(EXCERPT TO READ)
>> begin

I live in the leafy posh suburbs of London and close to me is an 'urban yard' - about five or six horses in 'boxes, all sandwiched between a couple of houses on a residential street.  The yard is a commercial enterprise (rides through the local horse friendly park).  However, it must be quite old and seems well established.

I know that one can build a shed or garage or similar building (ie. also a single stable box and a tack room/feed store) within your back garden without planning permission (so long as certain limits are not exceeded). 

But what are the other legal issues that could prevent you from doing this?  Do you need planning permission for actually keeping a large 'pet' in your back garden?  Are there enviromental heath laws that you must comply with (such as not smelling too much)?

*Has anyone actually done this successfuly outside of a rural location?  *

I guess the advantages are:
Convenient for owner in terms of time.
No fuel costs for owner to travel.
Secure from theft.
Cheaper then livery.


Personally, I think it would only work if the pony had company (so two ponies in a back garden) and if grazing was close by.


----------



## aimeejay (8 April 2010)

I really could not be bothered with having to transport my horse to a field just for turnout 
..Maybe Im just lazy


----------



## cp1980 (8 April 2010)

aimeejay said:



			I really could not be bothered with having to transport my horse to a field just for turnout
		
Click to expand...

>> end

[Records of point placements]

>> begin

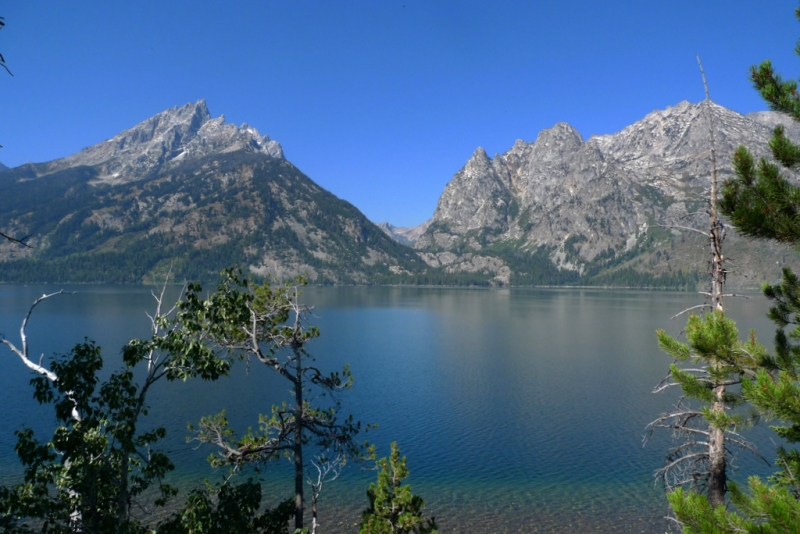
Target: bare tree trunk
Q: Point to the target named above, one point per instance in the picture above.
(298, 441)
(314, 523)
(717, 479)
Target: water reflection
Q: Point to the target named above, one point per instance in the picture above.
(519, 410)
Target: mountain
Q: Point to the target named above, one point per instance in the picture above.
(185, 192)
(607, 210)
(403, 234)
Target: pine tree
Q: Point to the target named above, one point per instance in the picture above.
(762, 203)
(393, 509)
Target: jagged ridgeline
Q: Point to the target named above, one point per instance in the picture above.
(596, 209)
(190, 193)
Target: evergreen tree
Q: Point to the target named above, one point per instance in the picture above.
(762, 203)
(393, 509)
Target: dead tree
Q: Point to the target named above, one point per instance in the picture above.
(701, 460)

>> end

(OBJECTIVE) Carry on the forum thread about keeping a horse in a suburban back garden from the point where it stops.

(TASK ANSWER)
I remember a time when a horse in serious training was not to be grazed until the end of the competition season!   :-(

Things have moved on, but breeds prone to laminitus might still have to have restricted grazing - perhaps it could be mutually advantagous to lamanitic pony and owner?


----------



## Tinkerbee (8 April 2010)

How do you define garden? Our stables in Ireland are right up by the house, and open out onto the garden/patio area. However I wouldn't have described it as keeping the horses in the garden...

That said, its a rural area and the field is just behind the stables so maybe we don't count?


----------



## ester (8 April 2010)

It is still rural I spose but a house I drive past on the way to work the gardens back on to the main road, row of victorian terraces (so quite long gardens) keep 2 ponies in the backgarden all winter, have 2 stables and a small yard fenced area. Whether they get turned out elsewhere I don't know. Also don't know if they go elsewhere in the summer as I cant see them when the hedge greens up!


----------



## cp1980 (8 April 2010)

Tinkerbee said:



			How do you define garden?
		
Click to expand...

How about this?  Just an ordinary back garden in a residential street?  (taken from a google search)










Tinkerbee said:



			That said, its a rural area and the field is just behind the stables so maybe we don't count?
		
Click to expand...

That would be perfect...


----------



## Christmas Crumpet (8 April 2010)

We've got 2 bits of our garden - the nice bit and then a bit about 1/4 acre which is fenced like a little field. That's the injury paddock and horses go out there if on box rest or restricted exercise. You have to go through the garden gate and up the little path to get there.

So despite having 10 acres at our disposal, they do get turned out in the garden!!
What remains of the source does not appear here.